*Directions for this task:*
Copy all lines below containing "submit".
##### Task material #####
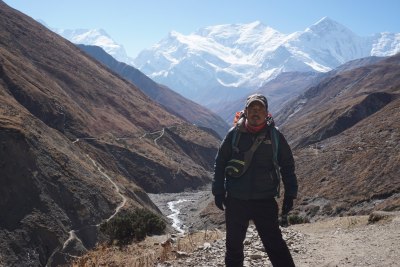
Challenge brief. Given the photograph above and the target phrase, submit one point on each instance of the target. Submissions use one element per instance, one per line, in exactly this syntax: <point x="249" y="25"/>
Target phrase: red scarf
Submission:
<point x="254" y="129"/>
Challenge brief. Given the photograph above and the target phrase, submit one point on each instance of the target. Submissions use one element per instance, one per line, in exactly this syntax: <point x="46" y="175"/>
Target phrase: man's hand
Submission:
<point x="220" y="201"/>
<point x="287" y="204"/>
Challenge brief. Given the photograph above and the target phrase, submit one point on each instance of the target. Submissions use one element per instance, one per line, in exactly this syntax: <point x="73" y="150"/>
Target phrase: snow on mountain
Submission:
<point x="97" y="37"/>
<point x="224" y="62"/>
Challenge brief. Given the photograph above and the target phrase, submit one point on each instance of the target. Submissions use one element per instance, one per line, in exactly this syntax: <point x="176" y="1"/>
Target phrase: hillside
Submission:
<point x="345" y="136"/>
<point x="79" y="144"/>
<point x="172" y="101"/>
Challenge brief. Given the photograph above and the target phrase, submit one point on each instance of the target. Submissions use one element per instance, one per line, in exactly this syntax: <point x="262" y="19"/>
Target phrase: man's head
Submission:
<point x="256" y="109"/>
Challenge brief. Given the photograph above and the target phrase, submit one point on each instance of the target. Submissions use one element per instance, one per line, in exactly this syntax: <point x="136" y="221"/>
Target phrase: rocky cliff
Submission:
<point x="77" y="145"/>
#####
*Problem solution:*
Challenge brief. Given the photograph above and the target phrase, submit one point on each instance of the target. Submissions use one element per instance, one per line, in exactly this syntax: <point x="249" y="25"/>
Challenge brief. Given the photograph above and the target phrase, submit one point on each instance of the target. Submissions use one element per instance, one per line, in exactly this syntax: <point x="46" y="175"/>
Challenge brief. Given the photograph above and the target phrase, submit one point on each instance of the target. Submissions use one element per instance, one per line, in exactly this syntax: <point x="73" y="150"/>
Challenge brief. Given the photograph above and the target phrase, submit one point on each instance of the target. Submissions use one element per instance, one per line, in exactly this syntax: <point x="176" y="1"/>
Challenge brief. Given the photograph above and the target phrase, submit one point on each instance of the target. Submissions use one element per instance, one per line, in exactly this syntax: <point x="262" y="19"/>
Challenge brief. Given the photograph above and the target phrase, submit one point on each instance of the target. Submissions use one element per instance, one per line, in exactly this syntax: <point x="136" y="221"/>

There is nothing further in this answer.